» **Assignment**: Reproduce, from the line containing "One pin marks each instance of the low" to the last line of the material, every line exactly.

══ Data for the task ══

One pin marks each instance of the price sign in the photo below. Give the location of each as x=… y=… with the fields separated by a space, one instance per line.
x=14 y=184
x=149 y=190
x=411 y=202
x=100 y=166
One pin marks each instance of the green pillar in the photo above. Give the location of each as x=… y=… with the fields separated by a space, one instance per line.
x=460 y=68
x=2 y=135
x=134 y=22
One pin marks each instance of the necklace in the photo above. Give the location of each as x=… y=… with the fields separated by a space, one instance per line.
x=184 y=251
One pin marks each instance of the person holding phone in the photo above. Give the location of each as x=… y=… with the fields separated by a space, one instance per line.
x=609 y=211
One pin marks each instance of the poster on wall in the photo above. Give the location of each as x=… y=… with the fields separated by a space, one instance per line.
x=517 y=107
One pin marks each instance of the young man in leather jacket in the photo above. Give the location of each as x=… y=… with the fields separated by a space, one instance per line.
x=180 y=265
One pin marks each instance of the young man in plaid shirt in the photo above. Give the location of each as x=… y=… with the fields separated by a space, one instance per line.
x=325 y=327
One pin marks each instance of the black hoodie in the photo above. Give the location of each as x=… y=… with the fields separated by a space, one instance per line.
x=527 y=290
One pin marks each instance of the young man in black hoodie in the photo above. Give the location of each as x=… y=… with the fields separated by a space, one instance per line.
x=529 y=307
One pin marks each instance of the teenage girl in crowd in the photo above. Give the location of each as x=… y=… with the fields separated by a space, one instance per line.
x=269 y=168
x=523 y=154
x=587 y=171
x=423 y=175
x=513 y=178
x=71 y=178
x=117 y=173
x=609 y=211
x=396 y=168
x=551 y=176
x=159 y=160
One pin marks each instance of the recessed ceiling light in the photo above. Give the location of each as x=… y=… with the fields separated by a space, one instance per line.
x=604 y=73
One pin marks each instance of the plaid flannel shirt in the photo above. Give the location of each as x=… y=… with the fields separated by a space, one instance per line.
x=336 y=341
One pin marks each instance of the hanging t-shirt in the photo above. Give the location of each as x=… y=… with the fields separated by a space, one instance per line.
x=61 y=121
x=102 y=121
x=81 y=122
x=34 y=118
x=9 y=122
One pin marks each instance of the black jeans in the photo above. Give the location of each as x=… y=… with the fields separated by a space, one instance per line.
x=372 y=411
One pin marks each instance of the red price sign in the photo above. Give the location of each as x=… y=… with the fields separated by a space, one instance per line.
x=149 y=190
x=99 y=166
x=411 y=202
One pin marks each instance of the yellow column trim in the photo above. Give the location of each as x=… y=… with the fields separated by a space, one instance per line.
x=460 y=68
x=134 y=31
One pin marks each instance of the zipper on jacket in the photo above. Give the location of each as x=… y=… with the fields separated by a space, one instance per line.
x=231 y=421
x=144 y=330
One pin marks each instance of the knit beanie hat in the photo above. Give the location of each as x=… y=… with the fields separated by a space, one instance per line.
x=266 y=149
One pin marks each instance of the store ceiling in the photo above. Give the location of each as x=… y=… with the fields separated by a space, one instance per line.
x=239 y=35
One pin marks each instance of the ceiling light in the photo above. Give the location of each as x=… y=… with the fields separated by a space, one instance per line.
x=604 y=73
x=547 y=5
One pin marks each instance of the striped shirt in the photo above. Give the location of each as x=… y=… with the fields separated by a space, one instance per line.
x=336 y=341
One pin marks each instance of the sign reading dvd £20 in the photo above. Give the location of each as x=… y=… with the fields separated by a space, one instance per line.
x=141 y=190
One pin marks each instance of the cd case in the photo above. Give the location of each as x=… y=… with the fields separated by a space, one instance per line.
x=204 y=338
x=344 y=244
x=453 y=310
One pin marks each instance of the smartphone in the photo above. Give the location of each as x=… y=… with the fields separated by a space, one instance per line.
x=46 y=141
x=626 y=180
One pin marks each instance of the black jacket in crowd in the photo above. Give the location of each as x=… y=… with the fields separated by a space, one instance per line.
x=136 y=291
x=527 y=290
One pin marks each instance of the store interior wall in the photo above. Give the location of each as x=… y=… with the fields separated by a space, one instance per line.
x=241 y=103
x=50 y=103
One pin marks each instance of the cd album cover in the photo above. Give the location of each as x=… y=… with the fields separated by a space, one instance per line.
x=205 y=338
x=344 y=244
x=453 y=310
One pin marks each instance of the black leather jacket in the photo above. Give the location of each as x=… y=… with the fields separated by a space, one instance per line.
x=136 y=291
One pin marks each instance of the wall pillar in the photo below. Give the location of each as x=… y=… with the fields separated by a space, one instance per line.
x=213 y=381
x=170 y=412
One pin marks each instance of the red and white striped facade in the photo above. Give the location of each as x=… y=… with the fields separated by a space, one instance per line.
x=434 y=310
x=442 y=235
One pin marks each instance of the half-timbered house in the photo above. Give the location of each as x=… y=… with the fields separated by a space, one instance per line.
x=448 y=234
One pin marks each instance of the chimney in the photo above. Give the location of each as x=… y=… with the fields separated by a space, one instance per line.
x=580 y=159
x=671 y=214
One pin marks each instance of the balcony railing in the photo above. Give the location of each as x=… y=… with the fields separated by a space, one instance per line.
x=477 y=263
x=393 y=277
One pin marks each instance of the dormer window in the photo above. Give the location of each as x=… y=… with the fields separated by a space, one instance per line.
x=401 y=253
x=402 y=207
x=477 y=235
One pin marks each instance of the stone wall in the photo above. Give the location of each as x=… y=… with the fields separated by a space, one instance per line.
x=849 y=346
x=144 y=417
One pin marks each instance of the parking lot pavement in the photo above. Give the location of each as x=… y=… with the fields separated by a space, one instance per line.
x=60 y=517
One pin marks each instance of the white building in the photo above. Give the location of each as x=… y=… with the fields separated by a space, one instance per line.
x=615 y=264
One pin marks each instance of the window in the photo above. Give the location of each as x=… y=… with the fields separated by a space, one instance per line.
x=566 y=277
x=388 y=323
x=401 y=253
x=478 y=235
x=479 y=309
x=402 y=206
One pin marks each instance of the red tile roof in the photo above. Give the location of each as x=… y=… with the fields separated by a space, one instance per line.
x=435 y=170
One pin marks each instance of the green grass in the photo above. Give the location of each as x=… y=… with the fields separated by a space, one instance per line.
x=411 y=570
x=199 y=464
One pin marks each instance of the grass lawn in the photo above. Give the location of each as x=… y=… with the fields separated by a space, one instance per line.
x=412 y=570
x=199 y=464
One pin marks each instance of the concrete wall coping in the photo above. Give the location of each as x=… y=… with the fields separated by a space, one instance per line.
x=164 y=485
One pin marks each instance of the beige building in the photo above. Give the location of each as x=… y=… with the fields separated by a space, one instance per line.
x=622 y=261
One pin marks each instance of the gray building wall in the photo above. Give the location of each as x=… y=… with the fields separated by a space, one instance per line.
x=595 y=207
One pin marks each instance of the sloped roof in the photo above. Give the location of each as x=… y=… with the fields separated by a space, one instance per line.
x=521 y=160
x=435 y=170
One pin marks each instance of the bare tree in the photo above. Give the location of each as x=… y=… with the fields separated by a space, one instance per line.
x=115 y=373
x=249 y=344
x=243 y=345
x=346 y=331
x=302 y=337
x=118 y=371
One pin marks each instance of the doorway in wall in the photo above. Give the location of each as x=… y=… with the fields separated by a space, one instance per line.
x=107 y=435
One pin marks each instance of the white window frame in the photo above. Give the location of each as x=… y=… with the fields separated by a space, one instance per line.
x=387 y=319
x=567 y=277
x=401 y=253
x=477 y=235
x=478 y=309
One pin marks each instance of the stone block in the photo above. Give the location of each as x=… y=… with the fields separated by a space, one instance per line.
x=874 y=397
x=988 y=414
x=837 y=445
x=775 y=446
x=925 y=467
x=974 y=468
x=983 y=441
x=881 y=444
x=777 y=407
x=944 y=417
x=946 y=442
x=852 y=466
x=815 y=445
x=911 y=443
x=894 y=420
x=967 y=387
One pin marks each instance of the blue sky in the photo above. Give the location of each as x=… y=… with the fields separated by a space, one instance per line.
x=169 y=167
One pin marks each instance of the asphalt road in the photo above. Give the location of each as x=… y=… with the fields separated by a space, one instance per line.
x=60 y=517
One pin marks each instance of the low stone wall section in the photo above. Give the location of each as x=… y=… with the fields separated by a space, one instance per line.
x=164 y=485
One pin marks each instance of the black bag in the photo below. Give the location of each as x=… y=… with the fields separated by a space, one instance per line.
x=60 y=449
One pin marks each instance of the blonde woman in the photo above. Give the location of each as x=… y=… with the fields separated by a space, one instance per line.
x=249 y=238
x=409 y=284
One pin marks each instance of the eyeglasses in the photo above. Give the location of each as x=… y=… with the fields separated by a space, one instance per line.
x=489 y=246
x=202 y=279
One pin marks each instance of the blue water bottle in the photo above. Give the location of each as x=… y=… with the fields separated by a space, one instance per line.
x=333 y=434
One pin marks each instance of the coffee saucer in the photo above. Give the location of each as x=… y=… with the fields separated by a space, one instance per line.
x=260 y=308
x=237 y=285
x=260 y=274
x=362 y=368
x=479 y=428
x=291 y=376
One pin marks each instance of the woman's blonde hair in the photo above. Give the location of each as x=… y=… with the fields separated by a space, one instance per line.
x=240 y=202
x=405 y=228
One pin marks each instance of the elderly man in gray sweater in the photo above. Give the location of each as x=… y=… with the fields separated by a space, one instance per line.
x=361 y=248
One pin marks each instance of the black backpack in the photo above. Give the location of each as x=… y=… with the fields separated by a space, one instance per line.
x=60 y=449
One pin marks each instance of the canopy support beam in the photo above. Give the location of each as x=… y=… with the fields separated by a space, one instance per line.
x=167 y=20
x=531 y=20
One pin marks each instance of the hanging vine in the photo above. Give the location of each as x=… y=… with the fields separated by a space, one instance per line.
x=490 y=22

═══

» **Answer for the task**:
One pin marks each instance of the low stone wall section in the photo above. Give the location of each as x=… y=… with the fields separated by a space, one instance per line.
x=164 y=485
One pin marks each instance of the black bag in the photo below. Give the location of each as x=… y=… with the fields separated by a space, one instance per line.
x=60 y=449
One pin marks each instance of the blonde woman in the photo above. Give the location of each as x=… y=… with the fields separated by a space, one instance per line.
x=249 y=238
x=409 y=284
One pin marks each instance of the eyeglasses in the photo above. Give the location of each as x=… y=… with the fields separated by a space, one instance per line.
x=489 y=246
x=202 y=279
One pin marks each instance of the blue water bottle in the photo above. Give the location of each as x=… y=… with the fields separated by a space, one instance per line.
x=333 y=434
One pin marks each instance of the coffee saucer in the photo above. Give the location of each as x=… y=… with the fields separated by a space, one instance per line.
x=260 y=308
x=237 y=285
x=260 y=274
x=362 y=368
x=479 y=428
x=291 y=376
One pin marks each instance of the woman's blonde hair in the photo above. Give the location of each as x=… y=… with the fields separated by a space, one instance per line.
x=240 y=202
x=405 y=228
One pin marks each instance of the elderly man in gray sweater in the photo above. Give the location of each as x=… y=… with the fields separated by a space, one instance per line.
x=361 y=248
One pin marks each instance of the black backpack in the photo above. Give the location of each as x=… y=… with the fields separated by a space, one instance per line.
x=60 y=449
One pin marks each instance of the canopy support beam in the photo above. Give the location of each as x=… y=… with the fields separated by a space, one instance per line.
x=167 y=20
x=531 y=20
One pin marks each instance of the hanging vine in the photo above. Give the location of each as x=… y=… with the fields separated by a space, one instance per line.
x=490 y=22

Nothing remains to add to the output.